Mengenai Saya

Foto saya
an independent soul with hypnotic aura

Sabtu, 07 Januari 2012

Tak ada judulnya

Aku hanya diam dan memandang kumpulan foto-foto yang ada di ponsel bertuliskan Blackberry.
Ada beberapa pose laki-laki berkacamata di sana. Foto-foto tersebut diambil beberapa kali dengan waktu yang berbeda. Wajahnya tersenyum, menggambarkan keceriaan.  Ganteng.

Ini foto saat dia kerja, ini saat dia meeting, saat ia liburan dengan temannya, dan ini saat ia sedang di kamar. Banyak juga ternyata..” ucapku dalam hati.
Lalu sekarang, untuk apa foto-foto itu? Entah.. rasanya ingin ku hapus semua, namun satu yang kutakutkan. Takut kangen.  Ku urungkan dulu niatku itu.


****
Beberapa bulan telah ku lalui dengannya, bisa dikatakan kami dekat walaupun mata tak pernah saling memandang dan kulit tak pernah bersentuhan.

Aneh. Tentu saja, dengan alasan jarak dan kesibukan ia tidak pernah menemuiku. Sekali pun saat aku dan dia berada dalam kota yang sama.

Dulu ia pernah bilang akan menemaniku menonton film animasi mkhluk berwarna biru yang bernama Smurf, ia pernah juga berniat mengajakku makan siang bersama, dan segala macam rencananya yang tak kunjung direalisasikan. Beribu alasan dia kemukakan (tolong jangan bilang padanya jika sebenarnya aku tidak percaya). Di depannya aku pura-pura mengerti walau tanda tanya besar terpampang jelas di kepala. Sering kali aku pun berpura-pura percaya, walau sesekali aku tunjukkan kekesalanku. Bukan karena alasannya tidak masuk akal, namun perempuan dewasa macam aku pasti sangat paham jika selalu ada kata “sempat” dibalik kesibukan jika kita memang benar-benar menginginkannya, bukan?

• Cuplikan dari kumpulan data
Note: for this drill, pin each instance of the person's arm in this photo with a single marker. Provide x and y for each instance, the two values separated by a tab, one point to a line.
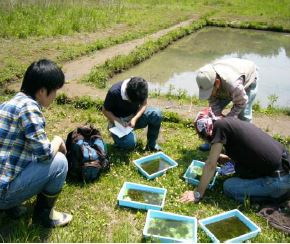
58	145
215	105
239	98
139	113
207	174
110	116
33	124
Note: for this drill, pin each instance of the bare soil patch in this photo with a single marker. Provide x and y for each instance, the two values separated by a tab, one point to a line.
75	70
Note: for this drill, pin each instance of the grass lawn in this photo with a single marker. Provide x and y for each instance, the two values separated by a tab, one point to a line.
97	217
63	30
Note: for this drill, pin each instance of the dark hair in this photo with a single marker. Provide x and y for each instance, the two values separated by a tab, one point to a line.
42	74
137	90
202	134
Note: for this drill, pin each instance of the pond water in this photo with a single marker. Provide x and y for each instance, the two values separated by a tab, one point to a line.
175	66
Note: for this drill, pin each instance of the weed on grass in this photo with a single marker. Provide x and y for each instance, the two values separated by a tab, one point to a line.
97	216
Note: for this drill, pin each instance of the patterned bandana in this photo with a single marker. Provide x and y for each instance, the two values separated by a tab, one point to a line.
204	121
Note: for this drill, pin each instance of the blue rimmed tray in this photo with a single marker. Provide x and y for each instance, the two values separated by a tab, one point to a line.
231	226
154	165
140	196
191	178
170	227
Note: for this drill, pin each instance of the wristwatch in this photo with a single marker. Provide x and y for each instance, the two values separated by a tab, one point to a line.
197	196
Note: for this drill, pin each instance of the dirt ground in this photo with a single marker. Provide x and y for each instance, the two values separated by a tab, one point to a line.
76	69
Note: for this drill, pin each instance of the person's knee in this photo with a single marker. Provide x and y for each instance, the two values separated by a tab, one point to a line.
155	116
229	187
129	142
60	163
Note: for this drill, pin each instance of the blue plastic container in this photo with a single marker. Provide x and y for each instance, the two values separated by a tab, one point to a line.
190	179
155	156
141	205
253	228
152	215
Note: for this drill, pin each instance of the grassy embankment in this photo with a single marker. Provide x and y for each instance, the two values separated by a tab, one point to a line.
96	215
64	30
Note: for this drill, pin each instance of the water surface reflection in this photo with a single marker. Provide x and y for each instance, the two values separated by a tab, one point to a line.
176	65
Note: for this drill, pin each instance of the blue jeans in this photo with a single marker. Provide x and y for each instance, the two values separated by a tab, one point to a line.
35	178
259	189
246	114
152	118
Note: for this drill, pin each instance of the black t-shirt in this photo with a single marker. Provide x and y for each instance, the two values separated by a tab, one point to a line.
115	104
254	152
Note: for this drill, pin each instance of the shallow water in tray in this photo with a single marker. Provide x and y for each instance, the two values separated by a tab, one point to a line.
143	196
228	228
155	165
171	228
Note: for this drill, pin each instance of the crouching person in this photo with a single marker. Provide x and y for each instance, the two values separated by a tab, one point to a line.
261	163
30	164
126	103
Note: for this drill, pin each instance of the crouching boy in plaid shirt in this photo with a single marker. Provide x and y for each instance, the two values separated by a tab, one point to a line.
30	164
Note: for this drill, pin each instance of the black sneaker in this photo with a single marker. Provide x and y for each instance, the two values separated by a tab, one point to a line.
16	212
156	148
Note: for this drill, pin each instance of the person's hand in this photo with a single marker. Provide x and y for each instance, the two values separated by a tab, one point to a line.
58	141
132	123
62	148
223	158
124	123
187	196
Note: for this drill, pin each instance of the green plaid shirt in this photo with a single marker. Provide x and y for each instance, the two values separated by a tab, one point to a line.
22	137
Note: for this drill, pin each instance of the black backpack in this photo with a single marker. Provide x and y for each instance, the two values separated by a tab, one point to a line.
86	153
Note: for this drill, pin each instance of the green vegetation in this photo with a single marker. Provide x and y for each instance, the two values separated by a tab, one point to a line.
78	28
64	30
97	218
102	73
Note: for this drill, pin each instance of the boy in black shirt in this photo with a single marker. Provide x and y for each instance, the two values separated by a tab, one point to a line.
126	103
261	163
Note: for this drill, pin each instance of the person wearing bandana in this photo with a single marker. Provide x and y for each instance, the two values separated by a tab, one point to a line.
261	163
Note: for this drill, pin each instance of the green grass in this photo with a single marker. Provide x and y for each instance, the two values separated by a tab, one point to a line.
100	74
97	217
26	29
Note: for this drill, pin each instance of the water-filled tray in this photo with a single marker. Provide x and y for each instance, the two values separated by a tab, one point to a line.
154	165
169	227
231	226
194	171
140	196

--

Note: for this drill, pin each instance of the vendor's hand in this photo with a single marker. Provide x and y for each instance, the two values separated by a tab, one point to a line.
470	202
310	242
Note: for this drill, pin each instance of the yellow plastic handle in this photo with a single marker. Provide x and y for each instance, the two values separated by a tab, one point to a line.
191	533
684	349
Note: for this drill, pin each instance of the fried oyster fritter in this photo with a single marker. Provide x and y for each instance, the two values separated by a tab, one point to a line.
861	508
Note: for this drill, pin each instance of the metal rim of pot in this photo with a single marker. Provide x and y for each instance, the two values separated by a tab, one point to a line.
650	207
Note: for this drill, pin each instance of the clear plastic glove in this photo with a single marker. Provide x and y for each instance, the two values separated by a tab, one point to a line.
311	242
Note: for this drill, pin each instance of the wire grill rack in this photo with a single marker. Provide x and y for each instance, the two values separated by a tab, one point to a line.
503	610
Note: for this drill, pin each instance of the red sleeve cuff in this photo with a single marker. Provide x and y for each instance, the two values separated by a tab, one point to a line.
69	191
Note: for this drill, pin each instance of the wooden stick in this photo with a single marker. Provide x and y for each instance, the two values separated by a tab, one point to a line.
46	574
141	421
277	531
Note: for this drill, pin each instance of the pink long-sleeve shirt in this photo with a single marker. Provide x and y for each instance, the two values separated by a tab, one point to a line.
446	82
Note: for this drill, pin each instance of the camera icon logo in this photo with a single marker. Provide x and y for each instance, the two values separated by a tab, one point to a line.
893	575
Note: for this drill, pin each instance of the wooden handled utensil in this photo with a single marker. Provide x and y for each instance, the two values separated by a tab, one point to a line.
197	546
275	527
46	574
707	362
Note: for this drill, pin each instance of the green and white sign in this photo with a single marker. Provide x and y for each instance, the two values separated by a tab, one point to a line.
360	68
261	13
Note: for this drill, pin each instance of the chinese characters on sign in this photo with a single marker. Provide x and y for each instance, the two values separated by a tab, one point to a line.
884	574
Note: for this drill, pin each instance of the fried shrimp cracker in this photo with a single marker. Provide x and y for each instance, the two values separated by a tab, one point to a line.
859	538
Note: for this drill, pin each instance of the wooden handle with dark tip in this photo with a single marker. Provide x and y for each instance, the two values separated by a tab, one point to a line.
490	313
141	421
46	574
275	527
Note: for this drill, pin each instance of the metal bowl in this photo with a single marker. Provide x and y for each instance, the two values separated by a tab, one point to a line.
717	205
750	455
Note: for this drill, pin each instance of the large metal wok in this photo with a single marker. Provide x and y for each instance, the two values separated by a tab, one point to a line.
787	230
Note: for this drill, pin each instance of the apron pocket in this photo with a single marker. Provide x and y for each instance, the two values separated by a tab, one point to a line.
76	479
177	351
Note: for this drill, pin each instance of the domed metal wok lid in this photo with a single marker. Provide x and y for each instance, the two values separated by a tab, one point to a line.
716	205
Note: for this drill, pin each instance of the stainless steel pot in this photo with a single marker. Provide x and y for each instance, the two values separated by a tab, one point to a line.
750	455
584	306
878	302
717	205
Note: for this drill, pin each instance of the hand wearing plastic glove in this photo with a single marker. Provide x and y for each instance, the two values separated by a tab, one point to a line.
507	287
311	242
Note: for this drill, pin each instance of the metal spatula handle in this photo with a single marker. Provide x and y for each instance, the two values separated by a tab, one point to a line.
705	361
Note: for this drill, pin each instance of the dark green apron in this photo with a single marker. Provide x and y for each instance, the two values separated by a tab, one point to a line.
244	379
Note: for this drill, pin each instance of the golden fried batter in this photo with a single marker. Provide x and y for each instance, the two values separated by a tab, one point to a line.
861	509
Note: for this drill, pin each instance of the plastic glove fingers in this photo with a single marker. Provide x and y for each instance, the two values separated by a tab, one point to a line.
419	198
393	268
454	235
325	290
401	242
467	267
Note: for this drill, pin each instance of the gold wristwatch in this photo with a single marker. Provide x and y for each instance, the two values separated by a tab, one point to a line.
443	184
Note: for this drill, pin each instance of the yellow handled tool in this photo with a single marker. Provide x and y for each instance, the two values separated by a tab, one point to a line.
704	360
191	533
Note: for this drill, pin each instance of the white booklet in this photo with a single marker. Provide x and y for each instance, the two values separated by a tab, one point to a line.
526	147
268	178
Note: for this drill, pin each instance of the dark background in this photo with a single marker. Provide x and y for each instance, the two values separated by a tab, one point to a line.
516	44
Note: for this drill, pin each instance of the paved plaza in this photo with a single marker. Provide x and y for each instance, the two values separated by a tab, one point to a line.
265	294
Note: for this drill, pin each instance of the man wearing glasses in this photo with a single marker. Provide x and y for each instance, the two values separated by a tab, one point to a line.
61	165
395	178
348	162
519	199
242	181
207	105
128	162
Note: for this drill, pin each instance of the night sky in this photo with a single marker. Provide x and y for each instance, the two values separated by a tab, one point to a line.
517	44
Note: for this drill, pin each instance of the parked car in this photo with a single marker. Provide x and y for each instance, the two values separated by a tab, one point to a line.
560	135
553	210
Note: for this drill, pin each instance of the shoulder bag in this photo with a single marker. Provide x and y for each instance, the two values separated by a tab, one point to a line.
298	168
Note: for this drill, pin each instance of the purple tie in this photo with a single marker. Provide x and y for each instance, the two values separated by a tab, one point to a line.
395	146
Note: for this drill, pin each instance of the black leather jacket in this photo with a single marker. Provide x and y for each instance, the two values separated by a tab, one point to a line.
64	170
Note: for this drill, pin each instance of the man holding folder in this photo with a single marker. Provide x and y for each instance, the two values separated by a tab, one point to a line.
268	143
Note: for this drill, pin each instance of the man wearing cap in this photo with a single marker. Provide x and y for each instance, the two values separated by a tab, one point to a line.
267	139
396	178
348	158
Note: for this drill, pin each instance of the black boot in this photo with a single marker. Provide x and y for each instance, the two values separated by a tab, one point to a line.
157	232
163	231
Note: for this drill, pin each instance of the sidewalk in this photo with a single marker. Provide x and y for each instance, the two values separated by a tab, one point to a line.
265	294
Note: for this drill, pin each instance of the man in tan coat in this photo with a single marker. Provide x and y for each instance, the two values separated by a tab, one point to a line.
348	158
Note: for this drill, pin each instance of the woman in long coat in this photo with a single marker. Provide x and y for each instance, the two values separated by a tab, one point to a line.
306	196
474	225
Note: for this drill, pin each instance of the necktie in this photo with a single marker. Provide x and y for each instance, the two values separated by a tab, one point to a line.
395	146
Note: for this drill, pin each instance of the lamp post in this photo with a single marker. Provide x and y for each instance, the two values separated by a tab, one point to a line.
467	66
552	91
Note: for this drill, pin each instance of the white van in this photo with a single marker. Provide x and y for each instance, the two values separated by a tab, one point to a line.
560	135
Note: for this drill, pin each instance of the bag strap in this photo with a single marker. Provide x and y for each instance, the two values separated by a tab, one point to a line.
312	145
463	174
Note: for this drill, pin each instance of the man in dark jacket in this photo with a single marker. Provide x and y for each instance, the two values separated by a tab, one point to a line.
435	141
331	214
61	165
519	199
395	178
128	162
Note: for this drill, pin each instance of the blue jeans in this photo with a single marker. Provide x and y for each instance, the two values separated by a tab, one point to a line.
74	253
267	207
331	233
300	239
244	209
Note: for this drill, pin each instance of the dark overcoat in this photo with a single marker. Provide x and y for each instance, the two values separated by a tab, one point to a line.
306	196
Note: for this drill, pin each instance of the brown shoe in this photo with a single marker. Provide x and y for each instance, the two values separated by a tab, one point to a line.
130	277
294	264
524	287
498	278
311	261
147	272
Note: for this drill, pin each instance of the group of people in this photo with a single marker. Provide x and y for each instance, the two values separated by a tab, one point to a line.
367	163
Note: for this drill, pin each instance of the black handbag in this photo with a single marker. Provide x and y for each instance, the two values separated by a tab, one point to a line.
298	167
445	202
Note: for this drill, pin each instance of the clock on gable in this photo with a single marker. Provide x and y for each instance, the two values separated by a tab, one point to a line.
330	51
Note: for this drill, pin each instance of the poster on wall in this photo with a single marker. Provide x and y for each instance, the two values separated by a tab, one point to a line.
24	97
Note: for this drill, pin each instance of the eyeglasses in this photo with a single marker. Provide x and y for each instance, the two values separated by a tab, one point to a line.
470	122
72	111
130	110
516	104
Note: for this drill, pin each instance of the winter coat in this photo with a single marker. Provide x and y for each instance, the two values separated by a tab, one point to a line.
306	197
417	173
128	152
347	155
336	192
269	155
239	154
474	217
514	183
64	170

• Instruksi Tertulis 1
Dalam kutipan tadi, apa tulisan yang ada pada ponsel tempat foto-foto itu tersimpan?
• Instruksi Tertulis 2
Tulis kembali bagian kutipan dari "Aku hanya diam" sampai "menggambarkan keceriaan.  Ganteng.", dengan menukar "berkacamata" menjadi "berkumis".

• Hasil yang Benar 1
Blackberry.

• Hasil yang Benar 2
Aku hanya diam dan memandang kumpulan foto-foto yang ada di ponsel bertuliskan Blackberry.
Ada beberapa pose laki-laki berkumis di sana. Foto-foto tersebut diambil beberapa kali dengan waktu yang berbeda. Wajahnya tersenyum, menggambarkan keceriaan.  Ganteng.